_YOUR TASK_: Convert the lines below into a two-column CSV with the header input,output and one row per answer. Put the lines leading up to each answer in the input field and the answer itself in the output field, with each field enclosed in double quotes and its line breaks replaced by spaces.

_DATASET RECORDS_:
+ + + +

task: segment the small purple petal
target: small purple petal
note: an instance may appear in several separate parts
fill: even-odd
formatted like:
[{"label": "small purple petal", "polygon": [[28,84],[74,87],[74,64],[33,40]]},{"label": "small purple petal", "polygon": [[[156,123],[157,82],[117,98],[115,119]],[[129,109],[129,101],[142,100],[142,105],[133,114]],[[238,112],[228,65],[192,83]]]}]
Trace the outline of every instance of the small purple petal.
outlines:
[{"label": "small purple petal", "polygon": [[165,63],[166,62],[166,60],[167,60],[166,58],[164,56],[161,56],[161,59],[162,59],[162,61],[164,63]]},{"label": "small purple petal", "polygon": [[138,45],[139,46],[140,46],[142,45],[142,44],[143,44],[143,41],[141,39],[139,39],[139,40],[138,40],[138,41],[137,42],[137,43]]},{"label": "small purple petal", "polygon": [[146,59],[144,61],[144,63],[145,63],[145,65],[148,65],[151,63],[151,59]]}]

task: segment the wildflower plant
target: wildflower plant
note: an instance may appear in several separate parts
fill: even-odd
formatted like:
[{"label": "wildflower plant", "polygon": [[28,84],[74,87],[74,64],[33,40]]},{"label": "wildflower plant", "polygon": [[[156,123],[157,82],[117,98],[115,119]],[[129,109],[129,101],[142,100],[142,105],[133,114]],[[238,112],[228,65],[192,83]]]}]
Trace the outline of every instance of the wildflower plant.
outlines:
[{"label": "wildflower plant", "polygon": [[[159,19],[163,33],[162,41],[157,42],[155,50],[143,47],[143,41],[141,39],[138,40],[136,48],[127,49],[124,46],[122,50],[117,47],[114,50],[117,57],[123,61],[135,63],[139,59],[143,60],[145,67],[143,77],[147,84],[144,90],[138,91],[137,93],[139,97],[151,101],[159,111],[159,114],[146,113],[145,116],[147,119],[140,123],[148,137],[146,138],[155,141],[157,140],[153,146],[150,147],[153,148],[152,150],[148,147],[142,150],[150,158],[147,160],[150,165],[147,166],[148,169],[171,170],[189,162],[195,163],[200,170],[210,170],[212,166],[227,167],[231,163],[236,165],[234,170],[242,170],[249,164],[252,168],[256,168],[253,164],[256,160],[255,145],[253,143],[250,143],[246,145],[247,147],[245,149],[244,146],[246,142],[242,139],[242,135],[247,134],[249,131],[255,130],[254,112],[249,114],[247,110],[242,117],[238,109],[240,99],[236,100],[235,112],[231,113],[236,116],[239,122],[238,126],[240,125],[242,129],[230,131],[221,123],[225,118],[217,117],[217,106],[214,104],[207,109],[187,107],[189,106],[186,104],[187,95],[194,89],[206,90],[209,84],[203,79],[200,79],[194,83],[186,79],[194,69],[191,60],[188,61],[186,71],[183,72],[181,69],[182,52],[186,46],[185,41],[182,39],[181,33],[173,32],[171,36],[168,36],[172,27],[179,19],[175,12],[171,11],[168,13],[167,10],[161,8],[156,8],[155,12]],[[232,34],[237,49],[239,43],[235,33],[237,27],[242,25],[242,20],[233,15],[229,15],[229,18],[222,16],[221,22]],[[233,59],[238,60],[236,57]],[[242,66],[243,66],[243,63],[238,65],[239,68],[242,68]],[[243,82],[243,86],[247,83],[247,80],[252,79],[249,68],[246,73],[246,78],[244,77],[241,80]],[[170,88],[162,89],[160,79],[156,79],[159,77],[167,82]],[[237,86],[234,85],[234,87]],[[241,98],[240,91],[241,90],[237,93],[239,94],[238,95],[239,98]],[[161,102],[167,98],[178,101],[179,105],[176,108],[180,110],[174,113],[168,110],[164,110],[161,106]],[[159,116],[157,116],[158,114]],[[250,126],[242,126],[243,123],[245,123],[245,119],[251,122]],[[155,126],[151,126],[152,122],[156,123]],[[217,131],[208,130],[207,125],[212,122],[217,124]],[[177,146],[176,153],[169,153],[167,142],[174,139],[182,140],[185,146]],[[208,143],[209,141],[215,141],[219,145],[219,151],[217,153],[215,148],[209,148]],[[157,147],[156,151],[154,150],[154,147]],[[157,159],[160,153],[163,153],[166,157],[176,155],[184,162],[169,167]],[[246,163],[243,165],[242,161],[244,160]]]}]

+ + + +

_WRITTEN RESPONSE_:
input,output
"task: segment the small purple petal target: small purple petal note: an instance may appear in several separate parts fill: even-odd formatted like: [{""label"": ""small purple petal"", ""polygon"": [[28,84],[74,87],[74,64],[33,40]]},{""label"": ""small purple petal"", ""polygon"": [[[156,123],[157,82],[117,98],[115,119]],[[129,109],[129,101],[142,100],[142,105],[133,114]],[[238,112],[228,65],[192,83]]]}] Trace the outline of every instance of the small purple petal. outlines:","[{""label"": ""small purple petal"", ""polygon"": [[165,63],[166,62],[166,60],[167,60],[166,58],[164,56],[161,56],[161,59],[162,59],[162,61],[164,63]]},{""label"": ""small purple petal"", ""polygon"": [[138,45],[139,46],[140,46],[142,45],[142,44],[143,44],[143,41],[141,39],[139,39],[139,40],[138,40],[138,41],[137,42],[137,43]]},{""label"": ""small purple petal"", ""polygon"": [[146,59],[144,61],[144,63],[145,63],[145,65],[148,65],[151,63],[151,59]]}]"
"task: segment the wildflower plant target: wildflower plant note: an instance may appear in several separate parts fill: even-odd formatted like: [{""label"": ""wildflower plant"", ""polygon"": [[28,84],[74,87],[74,64],[33,40]]},{""label"": ""wildflower plant"", ""polygon"": [[[156,123],[157,82],[117,98],[115,119]],[[129,109],[129,101],[142,100],[142,105],[133,114]],[[238,112],[228,65],[192,83]]]}] Trace the outline of every instance of the wildflower plant. outlines:","[{""label"": ""wildflower plant"", ""polygon"": [[[159,19],[163,33],[162,41],[157,42],[155,50],[143,47],[143,41],[141,39],[138,40],[136,48],[127,49],[124,46],[122,50],[117,47],[114,50],[117,57],[123,61],[135,63],[139,59],[143,60],[145,67],[143,77],[147,84],[144,90],[138,91],[137,93],[139,97],[151,101],[159,111],[159,114],[146,113],[145,116],[147,119],[140,123],[148,137],[146,138],[155,141],[157,140],[153,146],[150,147],[153,148],[152,150],[148,147],[142,150],[150,158],[147,160],[150,165],[147,166],[148,169],[171,170],[189,162],[195,163],[200,170],[210,170],[212,166],[227,167],[231,163],[236,165],[234,170],[242,170],[249,164],[252,168],[256,168],[253,164],[256,160],[255,145],[253,143],[250,143],[246,145],[247,147],[245,149],[244,146],[246,142],[242,139],[242,135],[247,134],[249,131],[255,130],[254,112],[249,114],[247,110],[242,117],[238,109],[240,99],[236,100],[235,112],[231,113],[236,116],[239,122],[238,126],[240,125],[242,129],[230,131],[221,123],[225,118],[217,117],[217,106],[214,104],[207,109],[187,107],[189,106],[186,104],[187,95],[194,89],[206,90],[209,84],[203,79],[200,79],[194,83],[186,79],[194,69],[191,60],[188,61],[186,71],[183,72],[181,69],[182,52],[186,46],[185,41],[182,39],[181,33],[173,32],[171,36],[168,36],[172,27],[179,19],[175,12],[171,11],[168,13],[167,10],[161,8],[156,8],[155,12]],[[232,34],[237,49],[239,43],[235,33],[237,27],[242,25],[242,20],[233,15],[229,15],[229,18],[222,16],[221,22]],[[233,59],[238,60],[236,57]],[[242,66],[243,66],[243,63],[238,65],[239,68],[242,68]],[[243,82],[243,86],[247,83],[247,80],[252,79],[249,68],[246,73],[246,78],[244,77],[241,80]],[[170,88],[162,89],[160,79],[156,79],[159,77],[167,82]],[[237,86],[234,85],[234,87]],[[241,98],[240,91],[241,90],[237,93],[239,94],[238,95],[239,98]],[[161,102],[167,98],[178,101],[179,105],[176,108],[180,110],[174,113],[168,110],[164,110],[161,106]],[[159,116],[157,116],[158,114]],[[250,126],[242,126],[243,123],[245,123],[245,119],[251,122]],[[155,126],[151,126],[152,122],[156,123]],[[217,131],[208,130],[207,125],[212,122],[217,124]],[[177,146],[176,153],[169,153],[167,142],[174,139],[182,140],[185,146]],[[208,143],[209,141],[215,141],[219,145],[219,151],[217,153],[215,148],[209,148]],[[157,147],[156,151],[154,150],[154,147]],[[157,159],[160,153],[163,153],[166,157],[176,155],[184,162],[169,167]],[[246,163],[243,165],[242,161],[244,160]]]}]"